**Instructions to follow**: Count how many lines in the records below contain the string "field". Reply with that number alone.
^^^^^^^^
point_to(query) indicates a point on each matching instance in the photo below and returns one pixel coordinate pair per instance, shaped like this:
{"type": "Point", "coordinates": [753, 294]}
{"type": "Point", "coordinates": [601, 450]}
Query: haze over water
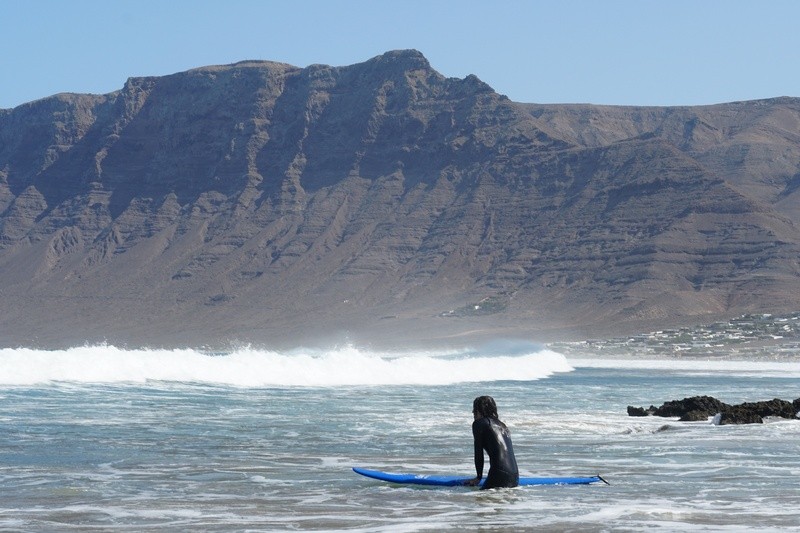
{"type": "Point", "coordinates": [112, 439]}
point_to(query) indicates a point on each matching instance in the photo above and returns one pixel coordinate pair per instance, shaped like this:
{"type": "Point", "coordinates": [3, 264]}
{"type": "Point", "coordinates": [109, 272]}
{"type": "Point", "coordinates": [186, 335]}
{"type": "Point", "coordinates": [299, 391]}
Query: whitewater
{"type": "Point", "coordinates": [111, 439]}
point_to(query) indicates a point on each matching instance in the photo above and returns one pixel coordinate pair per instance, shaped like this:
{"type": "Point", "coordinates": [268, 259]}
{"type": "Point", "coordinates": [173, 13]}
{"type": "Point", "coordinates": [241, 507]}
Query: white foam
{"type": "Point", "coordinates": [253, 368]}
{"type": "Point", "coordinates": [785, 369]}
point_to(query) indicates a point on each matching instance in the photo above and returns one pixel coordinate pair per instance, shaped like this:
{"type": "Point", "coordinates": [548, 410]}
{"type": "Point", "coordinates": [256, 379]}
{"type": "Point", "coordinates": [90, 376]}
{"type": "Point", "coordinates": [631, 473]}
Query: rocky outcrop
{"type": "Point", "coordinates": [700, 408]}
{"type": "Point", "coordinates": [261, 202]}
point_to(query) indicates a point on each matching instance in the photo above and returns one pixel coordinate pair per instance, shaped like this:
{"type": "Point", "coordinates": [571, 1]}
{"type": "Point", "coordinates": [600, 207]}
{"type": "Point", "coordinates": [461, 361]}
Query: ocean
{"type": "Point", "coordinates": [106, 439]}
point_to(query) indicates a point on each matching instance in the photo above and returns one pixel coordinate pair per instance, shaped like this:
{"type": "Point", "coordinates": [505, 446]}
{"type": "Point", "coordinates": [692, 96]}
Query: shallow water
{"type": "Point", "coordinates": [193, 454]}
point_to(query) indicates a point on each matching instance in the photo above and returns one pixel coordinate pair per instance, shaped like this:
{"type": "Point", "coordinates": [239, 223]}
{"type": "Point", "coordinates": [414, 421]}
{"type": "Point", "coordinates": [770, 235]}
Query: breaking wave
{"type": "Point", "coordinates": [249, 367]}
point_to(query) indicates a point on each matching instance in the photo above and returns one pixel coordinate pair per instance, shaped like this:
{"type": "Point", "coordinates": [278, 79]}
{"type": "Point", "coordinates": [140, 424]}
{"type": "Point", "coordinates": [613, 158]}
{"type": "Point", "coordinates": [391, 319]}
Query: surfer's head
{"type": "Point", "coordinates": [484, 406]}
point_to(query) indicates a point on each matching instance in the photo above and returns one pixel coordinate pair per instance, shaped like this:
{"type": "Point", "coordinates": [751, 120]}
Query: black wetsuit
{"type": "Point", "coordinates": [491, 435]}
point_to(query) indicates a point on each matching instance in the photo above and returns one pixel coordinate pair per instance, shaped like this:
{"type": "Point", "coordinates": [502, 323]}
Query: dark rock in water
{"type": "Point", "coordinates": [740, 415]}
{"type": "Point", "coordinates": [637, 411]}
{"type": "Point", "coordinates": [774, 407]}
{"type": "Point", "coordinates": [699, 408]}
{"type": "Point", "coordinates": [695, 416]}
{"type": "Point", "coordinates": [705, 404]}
^^^^^^^^
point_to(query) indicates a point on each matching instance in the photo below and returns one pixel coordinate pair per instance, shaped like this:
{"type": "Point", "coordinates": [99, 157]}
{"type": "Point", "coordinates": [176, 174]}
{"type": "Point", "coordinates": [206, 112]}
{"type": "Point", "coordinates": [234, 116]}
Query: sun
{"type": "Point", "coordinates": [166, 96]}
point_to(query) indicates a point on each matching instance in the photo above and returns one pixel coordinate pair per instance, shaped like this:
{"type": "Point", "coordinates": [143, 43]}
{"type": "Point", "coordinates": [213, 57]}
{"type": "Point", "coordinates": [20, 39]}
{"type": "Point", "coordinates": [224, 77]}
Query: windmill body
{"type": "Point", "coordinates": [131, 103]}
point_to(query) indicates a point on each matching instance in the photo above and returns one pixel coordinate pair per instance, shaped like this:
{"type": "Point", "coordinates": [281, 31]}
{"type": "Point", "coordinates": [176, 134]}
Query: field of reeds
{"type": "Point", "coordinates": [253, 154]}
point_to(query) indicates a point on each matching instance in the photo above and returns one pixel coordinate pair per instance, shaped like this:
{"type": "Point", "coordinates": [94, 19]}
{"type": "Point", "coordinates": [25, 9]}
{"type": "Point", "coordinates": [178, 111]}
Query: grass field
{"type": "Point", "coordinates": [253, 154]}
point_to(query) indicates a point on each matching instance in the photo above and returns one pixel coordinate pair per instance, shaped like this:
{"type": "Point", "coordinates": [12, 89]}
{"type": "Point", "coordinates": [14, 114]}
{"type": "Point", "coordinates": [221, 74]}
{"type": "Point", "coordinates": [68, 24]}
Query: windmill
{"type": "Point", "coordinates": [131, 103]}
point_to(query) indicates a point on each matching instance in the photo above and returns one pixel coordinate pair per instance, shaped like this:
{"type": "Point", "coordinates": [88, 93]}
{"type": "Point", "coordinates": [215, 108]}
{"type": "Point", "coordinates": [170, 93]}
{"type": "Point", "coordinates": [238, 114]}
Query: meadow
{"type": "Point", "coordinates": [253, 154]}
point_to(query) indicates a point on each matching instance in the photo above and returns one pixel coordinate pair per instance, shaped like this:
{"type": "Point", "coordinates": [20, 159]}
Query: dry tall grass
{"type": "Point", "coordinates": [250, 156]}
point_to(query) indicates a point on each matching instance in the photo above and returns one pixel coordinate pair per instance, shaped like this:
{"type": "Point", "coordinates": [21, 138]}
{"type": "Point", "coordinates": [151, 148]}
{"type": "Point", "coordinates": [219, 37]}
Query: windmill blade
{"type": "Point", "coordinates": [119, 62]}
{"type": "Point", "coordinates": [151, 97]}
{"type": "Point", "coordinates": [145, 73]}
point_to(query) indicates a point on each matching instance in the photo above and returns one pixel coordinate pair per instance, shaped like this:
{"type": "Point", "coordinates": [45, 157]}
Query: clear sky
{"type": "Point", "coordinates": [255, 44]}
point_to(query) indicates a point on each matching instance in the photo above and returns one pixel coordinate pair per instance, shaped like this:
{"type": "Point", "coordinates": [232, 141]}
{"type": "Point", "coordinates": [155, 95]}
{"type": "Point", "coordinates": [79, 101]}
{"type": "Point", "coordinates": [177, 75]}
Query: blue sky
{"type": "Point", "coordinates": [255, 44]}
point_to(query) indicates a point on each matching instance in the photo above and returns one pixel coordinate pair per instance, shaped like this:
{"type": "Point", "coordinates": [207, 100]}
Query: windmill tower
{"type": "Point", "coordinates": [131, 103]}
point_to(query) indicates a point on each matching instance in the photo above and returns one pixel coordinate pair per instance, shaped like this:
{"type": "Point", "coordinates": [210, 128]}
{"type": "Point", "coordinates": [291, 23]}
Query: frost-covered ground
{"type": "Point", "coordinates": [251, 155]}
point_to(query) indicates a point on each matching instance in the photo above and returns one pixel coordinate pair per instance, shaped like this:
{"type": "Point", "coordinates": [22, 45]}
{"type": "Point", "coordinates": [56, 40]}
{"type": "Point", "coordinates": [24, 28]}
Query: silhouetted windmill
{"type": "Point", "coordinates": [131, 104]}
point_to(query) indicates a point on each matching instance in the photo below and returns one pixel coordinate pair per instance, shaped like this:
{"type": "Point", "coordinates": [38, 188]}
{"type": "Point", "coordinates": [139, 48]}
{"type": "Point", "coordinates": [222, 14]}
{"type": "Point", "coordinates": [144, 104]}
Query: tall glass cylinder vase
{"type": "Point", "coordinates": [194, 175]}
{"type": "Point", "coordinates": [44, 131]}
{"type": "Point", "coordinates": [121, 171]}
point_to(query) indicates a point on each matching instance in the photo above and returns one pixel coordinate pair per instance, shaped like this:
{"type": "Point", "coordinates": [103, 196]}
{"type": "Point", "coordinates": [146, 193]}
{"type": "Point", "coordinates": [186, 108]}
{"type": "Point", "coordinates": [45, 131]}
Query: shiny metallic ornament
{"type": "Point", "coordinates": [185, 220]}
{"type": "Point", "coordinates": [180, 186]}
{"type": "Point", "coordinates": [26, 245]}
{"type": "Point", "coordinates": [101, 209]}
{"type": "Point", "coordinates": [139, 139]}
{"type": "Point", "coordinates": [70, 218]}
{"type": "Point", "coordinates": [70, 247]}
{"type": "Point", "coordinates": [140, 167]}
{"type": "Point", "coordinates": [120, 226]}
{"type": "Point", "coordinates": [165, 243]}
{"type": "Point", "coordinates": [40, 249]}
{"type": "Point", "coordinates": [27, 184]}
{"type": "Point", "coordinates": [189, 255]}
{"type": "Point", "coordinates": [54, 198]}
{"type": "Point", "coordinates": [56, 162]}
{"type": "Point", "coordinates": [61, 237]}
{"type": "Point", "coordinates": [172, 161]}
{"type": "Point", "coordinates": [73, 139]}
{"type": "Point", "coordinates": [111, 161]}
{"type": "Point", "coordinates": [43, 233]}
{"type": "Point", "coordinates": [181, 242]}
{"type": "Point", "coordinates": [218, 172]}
^^^^^^^^
**The response**: 2